### Exercise task
Write out all these lines again, changing "wooden table" to "dining table" and keeping everything else the same.

### Excerpted data
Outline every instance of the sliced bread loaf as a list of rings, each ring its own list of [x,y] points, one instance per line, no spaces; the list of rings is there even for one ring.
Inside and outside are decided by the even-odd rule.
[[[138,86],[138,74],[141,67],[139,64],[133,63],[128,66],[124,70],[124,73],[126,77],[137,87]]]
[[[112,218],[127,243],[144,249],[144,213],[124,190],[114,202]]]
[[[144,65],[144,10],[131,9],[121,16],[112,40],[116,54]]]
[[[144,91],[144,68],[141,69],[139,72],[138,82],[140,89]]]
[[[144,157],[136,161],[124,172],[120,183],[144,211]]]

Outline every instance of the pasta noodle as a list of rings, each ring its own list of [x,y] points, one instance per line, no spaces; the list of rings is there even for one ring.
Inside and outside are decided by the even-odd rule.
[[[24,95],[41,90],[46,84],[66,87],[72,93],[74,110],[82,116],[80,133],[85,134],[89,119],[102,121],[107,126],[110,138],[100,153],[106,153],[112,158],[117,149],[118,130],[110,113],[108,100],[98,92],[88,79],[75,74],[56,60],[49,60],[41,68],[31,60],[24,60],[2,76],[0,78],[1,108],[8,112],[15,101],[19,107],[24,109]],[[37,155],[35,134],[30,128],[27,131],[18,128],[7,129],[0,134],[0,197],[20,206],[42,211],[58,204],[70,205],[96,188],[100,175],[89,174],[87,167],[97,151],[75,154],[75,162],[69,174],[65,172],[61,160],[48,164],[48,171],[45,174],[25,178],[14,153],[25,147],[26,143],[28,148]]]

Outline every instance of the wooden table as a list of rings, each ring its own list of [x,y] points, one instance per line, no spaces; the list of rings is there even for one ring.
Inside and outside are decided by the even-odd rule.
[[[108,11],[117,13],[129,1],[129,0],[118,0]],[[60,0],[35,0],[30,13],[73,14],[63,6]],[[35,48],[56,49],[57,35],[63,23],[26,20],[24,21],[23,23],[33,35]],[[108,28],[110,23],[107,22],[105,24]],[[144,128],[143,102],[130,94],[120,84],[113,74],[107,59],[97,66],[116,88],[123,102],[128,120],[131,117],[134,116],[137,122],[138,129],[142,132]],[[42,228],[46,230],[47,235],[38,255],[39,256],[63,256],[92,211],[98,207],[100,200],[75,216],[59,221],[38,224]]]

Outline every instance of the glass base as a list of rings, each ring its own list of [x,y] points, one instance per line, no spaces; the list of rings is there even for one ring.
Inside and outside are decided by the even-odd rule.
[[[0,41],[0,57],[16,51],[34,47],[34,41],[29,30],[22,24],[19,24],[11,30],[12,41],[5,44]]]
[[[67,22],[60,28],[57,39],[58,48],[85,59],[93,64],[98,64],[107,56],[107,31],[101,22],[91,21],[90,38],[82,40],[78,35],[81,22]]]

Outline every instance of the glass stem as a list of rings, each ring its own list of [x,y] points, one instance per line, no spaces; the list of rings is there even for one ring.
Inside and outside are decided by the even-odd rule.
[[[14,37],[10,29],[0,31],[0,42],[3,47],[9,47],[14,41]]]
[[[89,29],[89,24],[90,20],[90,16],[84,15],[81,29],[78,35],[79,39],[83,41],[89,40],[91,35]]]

### Complete answer
Outline every instance of the sliced bread loaf as a list of rings, each ring its own list of [x,y] points, one instance per line, no spaces; the list of rings is there even for one ring.
Inside and outside are decided by the even-odd rule.
[[[138,86],[138,74],[141,67],[139,64],[133,63],[128,66],[124,70],[124,73],[126,77],[137,87]]]
[[[112,218],[127,243],[144,249],[144,213],[124,190],[114,202]]]
[[[144,65],[144,10],[131,9],[121,16],[112,40],[116,54]]]
[[[144,91],[144,68],[141,69],[139,72],[138,82],[140,89]]]
[[[144,157],[136,161],[124,172],[120,183],[144,211]]]

Outline every instance of the pasta noodle as a list of rings, each ring its own list of [x,y] points, one instance per line, no spaces; the list of rings is there even for one ring.
Inside and outside are decided by the even-odd rule.
[[[24,95],[41,90],[46,84],[66,87],[72,93],[74,110],[82,116],[80,133],[85,134],[89,119],[102,121],[107,126],[110,138],[100,153],[106,153],[112,158],[117,149],[118,130],[110,113],[108,100],[98,92],[88,79],[75,74],[56,60],[49,60],[41,68],[31,60],[24,60],[2,76],[0,78],[1,108],[8,112],[15,101],[19,107],[24,109]],[[37,155],[35,134],[30,128],[27,131],[18,128],[7,129],[0,134],[0,197],[20,206],[42,211],[58,204],[70,205],[96,188],[100,175],[89,174],[87,167],[97,151],[75,154],[75,162],[69,174],[65,172],[61,160],[48,164],[48,171],[45,174],[25,178],[14,153],[25,147],[26,143],[28,148]]]

Outline every instance of the dining table as a list of rings, each ring its own list of [x,y] points, one instance per line, no spaces; the list of rings is there even for one ring.
Inside and outside are decided by the even-odd rule.
[[[108,11],[117,13],[129,1],[129,0],[118,0]],[[60,0],[35,0],[30,13],[73,14],[63,6]],[[35,48],[56,49],[57,35],[63,23],[26,20],[24,21],[23,23],[33,35]],[[108,28],[110,23],[107,22],[105,24]],[[144,128],[143,102],[130,94],[120,84],[113,74],[107,59],[97,66],[116,88],[123,102],[128,120],[131,117],[134,116],[137,122],[138,129],[142,132]],[[42,228],[46,230],[47,235],[38,255],[39,256],[63,256],[92,211],[98,207],[100,200],[75,216],[59,221],[38,224]]]

Outline every instance of the glass base as a list of rings, each ring its own list of [x,y] points, one instance per line, no spaces; the list of rings is there even for one ring.
Inside and outside are decided by the even-odd rule.
[[[0,41],[0,57],[16,51],[34,47],[34,41],[29,30],[22,24],[19,24],[11,30],[12,41],[5,44]]]
[[[67,22],[60,28],[57,39],[58,48],[85,59],[93,64],[98,64],[107,56],[107,31],[101,22],[91,21],[90,38],[82,40],[78,35],[81,22]]]

Outline every instance of the glass stem as a list of rings, each ring its own list of [x,y] points, one instance per line, no spaces; the list of rings is there even for one ring.
Inside and outside are decided by the even-odd rule.
[[[14,37],[10,29],[0,31],[0,42],[3,47],[9,47],[14,41]]]
[[[89,29],[89,24],[90,20],[90,16],[84,15],[81,29],[78,35],[79,39],[83,41],[89,40],[91,35]]]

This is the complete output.